### Excerpts from a dataset
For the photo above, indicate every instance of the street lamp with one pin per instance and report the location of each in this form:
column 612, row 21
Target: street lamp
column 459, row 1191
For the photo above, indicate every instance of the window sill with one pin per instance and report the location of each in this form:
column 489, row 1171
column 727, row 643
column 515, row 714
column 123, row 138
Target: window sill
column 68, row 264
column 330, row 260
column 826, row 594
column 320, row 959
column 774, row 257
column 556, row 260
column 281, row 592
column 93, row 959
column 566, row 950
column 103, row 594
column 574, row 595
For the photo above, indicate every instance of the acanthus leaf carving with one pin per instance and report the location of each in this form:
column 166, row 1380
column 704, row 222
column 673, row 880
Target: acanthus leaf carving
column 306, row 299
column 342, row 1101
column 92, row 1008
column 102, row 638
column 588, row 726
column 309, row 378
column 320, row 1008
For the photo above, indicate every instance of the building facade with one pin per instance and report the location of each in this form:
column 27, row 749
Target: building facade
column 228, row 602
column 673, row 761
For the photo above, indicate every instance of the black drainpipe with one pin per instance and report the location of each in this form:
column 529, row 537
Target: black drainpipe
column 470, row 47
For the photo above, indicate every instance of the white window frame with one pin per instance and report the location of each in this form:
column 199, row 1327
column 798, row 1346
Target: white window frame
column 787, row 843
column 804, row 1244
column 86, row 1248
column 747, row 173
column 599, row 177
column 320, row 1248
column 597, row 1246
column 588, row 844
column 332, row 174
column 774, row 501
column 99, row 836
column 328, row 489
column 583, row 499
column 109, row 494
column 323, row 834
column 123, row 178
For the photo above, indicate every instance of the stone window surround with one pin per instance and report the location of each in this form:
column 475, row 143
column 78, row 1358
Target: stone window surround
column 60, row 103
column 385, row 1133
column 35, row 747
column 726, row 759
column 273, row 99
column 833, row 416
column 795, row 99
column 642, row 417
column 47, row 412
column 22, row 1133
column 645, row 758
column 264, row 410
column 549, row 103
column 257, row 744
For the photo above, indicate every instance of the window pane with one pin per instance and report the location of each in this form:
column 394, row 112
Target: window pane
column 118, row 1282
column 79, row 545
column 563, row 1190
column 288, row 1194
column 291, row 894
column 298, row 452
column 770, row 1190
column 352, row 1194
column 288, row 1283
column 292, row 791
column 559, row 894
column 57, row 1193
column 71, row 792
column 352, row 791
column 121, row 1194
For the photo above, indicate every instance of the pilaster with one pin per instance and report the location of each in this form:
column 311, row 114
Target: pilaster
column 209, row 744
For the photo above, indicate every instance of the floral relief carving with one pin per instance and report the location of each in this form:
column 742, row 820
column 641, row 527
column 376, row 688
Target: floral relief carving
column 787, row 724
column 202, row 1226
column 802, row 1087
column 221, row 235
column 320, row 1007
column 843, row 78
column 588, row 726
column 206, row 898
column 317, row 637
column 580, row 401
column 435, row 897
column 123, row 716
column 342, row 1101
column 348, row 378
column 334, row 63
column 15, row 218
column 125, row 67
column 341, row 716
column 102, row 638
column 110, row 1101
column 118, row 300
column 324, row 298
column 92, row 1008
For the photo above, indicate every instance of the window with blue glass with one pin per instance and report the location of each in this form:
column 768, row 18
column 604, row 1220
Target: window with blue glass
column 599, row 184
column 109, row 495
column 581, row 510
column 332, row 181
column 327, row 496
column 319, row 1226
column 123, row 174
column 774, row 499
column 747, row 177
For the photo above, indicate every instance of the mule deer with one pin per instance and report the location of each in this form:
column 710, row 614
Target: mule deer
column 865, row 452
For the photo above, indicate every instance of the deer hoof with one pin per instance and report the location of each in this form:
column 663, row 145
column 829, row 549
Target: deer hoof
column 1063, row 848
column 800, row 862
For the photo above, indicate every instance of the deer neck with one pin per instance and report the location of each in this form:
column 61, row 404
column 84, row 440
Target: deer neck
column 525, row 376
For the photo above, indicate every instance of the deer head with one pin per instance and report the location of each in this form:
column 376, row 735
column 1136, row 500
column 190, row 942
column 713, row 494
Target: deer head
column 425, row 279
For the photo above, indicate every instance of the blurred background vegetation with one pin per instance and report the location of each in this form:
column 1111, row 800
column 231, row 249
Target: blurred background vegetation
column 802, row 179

### Problem details
Your answer must be the lines above from the one containing "Target: floral relief carving" to the one containing "column 84, row 440", both included, restated word for word.

### Response to the exercise
Target: floral relief carving
column 787, row 724
column 202, row 1226
column 802, row 1087
column 221, row 235
column 320, row 1007
column 843, row 78
column 588, row 726
column 206, row 898
column 317, row 637
column 580, row 401
column 435, row 897
column 123, row 716
column 342, row 1101
column 348, row 378
column 334, row 63
column 15, row 218
column 125, row 67
column 341, row 716
column 102, row 638
column 110, row 1101
column 118, row 300
column 324, row 298
column 92, row 1008
For the photo above, indicate every instance of the window with blue glass with one pin per instance and report the location of each in this form:
column 768, row 18
column 604, row 1220
Target: window with blue glass
column 599, row 184
column 109, row 495
column 581, row 510
column 332, row 181
column 327, row 496
column 319, row 1226
column 123, row 174
column 774, row 499
column 747, row 177
For the photo above, indicate every instance of the mule deer with one pin per instance and report the location of each in this form:
column 710, row 614
Target: mule deer
column 865, row 452
For the photo above, indicate every instance of the deer hoof with one pin per instance and report the location of each in this form:
column 663, row 145
column 829, row 549
Target: deer hoof
column 1063, row 848
column 800, row 862
For the photo above, indicate every instance of the deer neck with one pin per instance and report the location of each in this form:
column 61, row 404
column 84, row 440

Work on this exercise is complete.